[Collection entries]
[Start of Attachment]

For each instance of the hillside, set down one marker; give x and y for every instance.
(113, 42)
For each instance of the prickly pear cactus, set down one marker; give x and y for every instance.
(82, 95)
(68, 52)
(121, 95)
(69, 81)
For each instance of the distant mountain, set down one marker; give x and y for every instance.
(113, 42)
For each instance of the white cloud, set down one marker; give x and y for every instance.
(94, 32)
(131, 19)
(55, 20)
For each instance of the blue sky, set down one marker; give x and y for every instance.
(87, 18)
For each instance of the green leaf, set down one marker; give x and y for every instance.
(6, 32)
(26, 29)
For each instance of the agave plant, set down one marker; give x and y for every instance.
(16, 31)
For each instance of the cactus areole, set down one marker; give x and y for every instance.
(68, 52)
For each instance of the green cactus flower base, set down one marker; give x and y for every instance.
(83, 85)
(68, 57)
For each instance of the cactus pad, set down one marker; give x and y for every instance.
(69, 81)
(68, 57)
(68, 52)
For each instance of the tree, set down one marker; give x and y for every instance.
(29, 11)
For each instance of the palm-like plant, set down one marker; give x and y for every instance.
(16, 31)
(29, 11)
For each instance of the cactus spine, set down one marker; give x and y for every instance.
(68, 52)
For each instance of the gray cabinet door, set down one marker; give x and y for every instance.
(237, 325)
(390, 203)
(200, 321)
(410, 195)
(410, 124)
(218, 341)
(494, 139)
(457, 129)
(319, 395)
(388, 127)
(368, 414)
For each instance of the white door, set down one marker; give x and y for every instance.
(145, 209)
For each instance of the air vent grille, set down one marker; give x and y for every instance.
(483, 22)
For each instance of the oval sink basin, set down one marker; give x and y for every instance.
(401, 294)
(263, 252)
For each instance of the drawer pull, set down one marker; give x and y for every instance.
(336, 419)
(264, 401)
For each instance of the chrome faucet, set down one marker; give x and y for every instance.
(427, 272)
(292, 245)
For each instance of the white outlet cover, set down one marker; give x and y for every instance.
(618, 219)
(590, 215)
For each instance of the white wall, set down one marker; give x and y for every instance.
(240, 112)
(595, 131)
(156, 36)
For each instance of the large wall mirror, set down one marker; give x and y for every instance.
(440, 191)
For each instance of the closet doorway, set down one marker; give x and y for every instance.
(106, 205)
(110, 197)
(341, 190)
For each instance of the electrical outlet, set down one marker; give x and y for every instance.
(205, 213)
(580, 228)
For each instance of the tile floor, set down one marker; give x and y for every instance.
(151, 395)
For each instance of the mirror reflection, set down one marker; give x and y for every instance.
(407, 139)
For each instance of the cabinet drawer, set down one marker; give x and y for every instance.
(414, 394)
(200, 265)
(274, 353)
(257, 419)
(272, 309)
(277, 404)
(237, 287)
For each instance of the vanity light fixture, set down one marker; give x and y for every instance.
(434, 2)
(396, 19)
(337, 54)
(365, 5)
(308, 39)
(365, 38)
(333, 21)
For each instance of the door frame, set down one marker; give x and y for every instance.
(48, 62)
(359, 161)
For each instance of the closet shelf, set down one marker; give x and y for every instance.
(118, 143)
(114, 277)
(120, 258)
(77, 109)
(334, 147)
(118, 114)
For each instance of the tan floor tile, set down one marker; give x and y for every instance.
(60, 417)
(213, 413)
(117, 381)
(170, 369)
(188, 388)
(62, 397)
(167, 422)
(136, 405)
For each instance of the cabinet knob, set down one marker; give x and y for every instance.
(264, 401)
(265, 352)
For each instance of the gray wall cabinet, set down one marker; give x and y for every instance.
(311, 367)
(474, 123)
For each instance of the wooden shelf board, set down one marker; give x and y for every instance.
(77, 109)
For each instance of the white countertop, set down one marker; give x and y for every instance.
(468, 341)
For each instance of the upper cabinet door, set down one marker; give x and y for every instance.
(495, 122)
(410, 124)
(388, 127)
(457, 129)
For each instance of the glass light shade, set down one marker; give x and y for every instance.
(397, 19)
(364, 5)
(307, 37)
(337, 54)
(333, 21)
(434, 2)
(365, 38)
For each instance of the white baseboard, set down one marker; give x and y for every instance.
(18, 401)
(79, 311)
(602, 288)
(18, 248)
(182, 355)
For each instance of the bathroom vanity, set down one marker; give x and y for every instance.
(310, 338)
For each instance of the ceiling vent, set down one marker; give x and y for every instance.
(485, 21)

[End of Attachment]
[Start of Attachment]

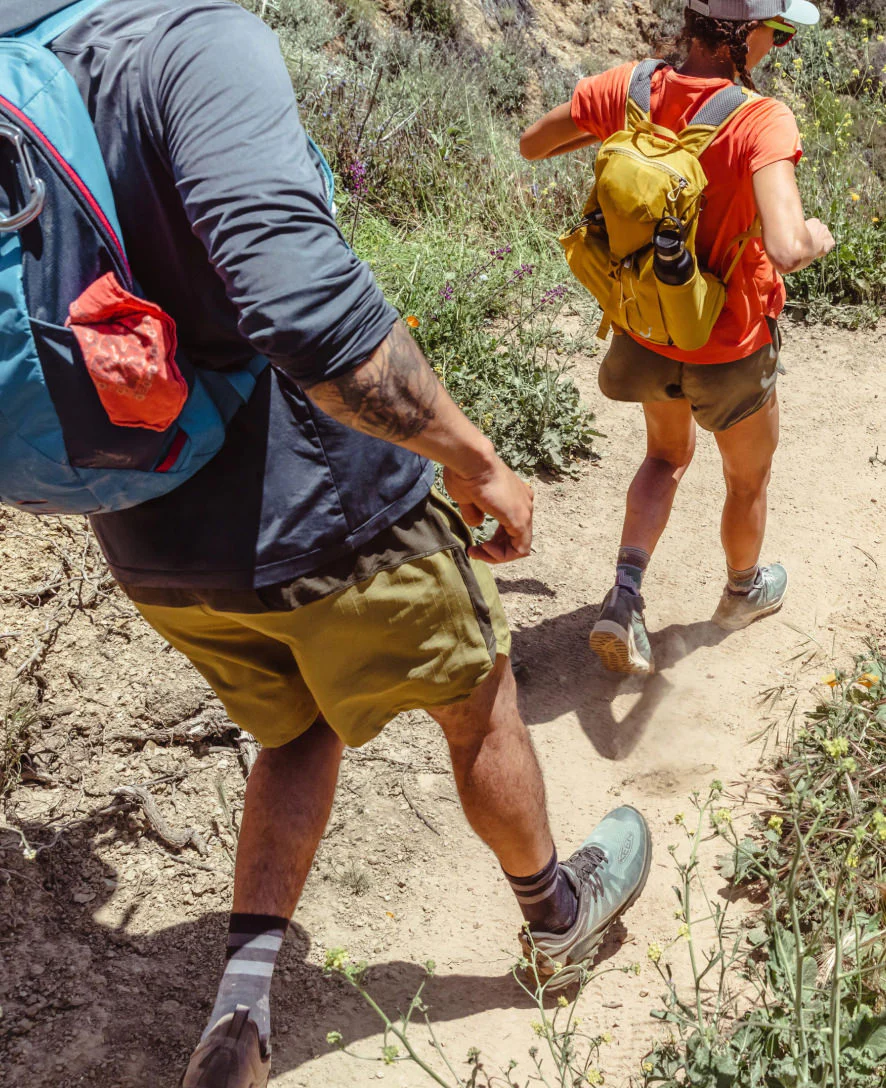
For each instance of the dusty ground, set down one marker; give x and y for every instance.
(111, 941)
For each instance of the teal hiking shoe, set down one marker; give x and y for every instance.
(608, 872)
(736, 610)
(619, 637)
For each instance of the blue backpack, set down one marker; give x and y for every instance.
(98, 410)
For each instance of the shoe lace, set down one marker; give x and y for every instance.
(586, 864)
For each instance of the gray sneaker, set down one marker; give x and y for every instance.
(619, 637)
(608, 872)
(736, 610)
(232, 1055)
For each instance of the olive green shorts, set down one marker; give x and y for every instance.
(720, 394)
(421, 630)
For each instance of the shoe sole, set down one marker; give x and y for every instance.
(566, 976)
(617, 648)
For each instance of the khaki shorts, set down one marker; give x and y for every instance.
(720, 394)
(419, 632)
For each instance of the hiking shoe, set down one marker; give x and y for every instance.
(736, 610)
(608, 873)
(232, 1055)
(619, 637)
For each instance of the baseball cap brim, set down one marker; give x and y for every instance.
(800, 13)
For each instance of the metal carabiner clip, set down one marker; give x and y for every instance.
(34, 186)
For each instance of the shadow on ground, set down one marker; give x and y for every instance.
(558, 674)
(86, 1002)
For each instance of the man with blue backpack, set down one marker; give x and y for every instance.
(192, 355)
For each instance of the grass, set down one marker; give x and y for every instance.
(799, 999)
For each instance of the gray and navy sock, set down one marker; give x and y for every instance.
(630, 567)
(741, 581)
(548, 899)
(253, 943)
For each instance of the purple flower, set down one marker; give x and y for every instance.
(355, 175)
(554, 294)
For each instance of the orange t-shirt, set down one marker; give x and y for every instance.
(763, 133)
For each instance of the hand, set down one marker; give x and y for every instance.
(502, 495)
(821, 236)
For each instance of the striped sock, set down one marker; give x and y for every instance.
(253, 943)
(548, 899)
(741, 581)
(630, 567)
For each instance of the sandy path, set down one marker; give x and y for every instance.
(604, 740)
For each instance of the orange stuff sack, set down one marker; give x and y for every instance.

[End of Attachment]
[Start of Attachment]

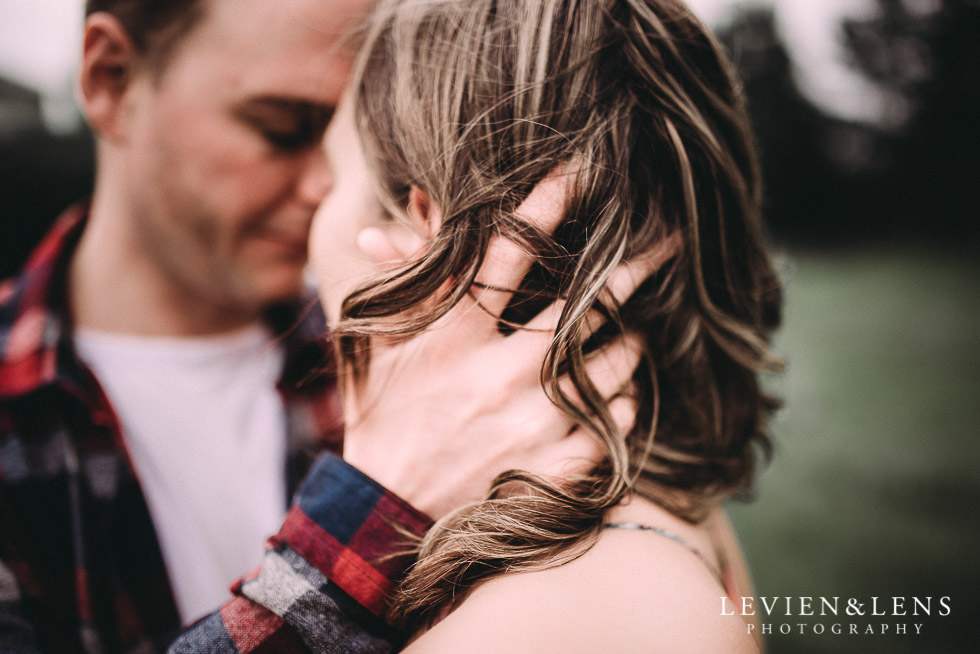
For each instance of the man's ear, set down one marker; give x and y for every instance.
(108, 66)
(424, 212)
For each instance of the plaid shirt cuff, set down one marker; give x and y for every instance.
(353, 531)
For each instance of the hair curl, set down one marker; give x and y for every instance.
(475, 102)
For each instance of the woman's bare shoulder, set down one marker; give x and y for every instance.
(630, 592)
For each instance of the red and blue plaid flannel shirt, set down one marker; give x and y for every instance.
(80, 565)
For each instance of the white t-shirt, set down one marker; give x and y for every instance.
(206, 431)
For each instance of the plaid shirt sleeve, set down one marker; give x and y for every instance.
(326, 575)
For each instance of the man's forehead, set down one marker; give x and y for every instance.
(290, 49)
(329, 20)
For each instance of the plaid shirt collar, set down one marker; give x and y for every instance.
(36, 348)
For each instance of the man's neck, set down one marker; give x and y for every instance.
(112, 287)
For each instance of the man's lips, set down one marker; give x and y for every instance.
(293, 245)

[End of Attachment]

What is being asked: Above are some lines. Repeat exactly, and only, those from the line that has "For each instance of the baseball" through the line that has "For each instance of the orange stuff".

Output of the task:
For each instance of the baseball cap brim, set down one marker; give x and y for every instance.
(800, 13)
For each instance of the metal carabiner clip, set down one marker; give x and y for every instance.
(34, 186)
For each instance of the shadow on ground, set down one marker; give x and y for every instance.
(558, 674)
(86, 1002)
For each instance of the man with blue backpack, set down one marker; give x and y for every instance.
(192, 355)
For each instance of the grass, set down one marker; give x and y for every instance.
(799, 999)
For each instance of the gray and navy sock, set down one marker; give x and y for every instance.
(630, 567)
(741, 581)
(548, 899)
(253, 943)
For each instance of the purple flower, set down one marker; give x and y for every instance.
(355, 175)
(554, 294)
For each instance of the orange t-shirt, set down one marker; give x and y for every instance.
(763, 133)
For each instance of the hand, set down one marker; give x and y for every instance.
(502, 495)
(821, 236)
For each instance of the striped sock, set down one marker; give x and y for every instance.
(253, 943)
(548, 899)
(741, 581)
(630, 567)
For each instance of the sandy path, set down one marker; give x and y for every instance.
(604, 740)
For each instance of the orange stuff sack, set down one marker; give x and y for every instance.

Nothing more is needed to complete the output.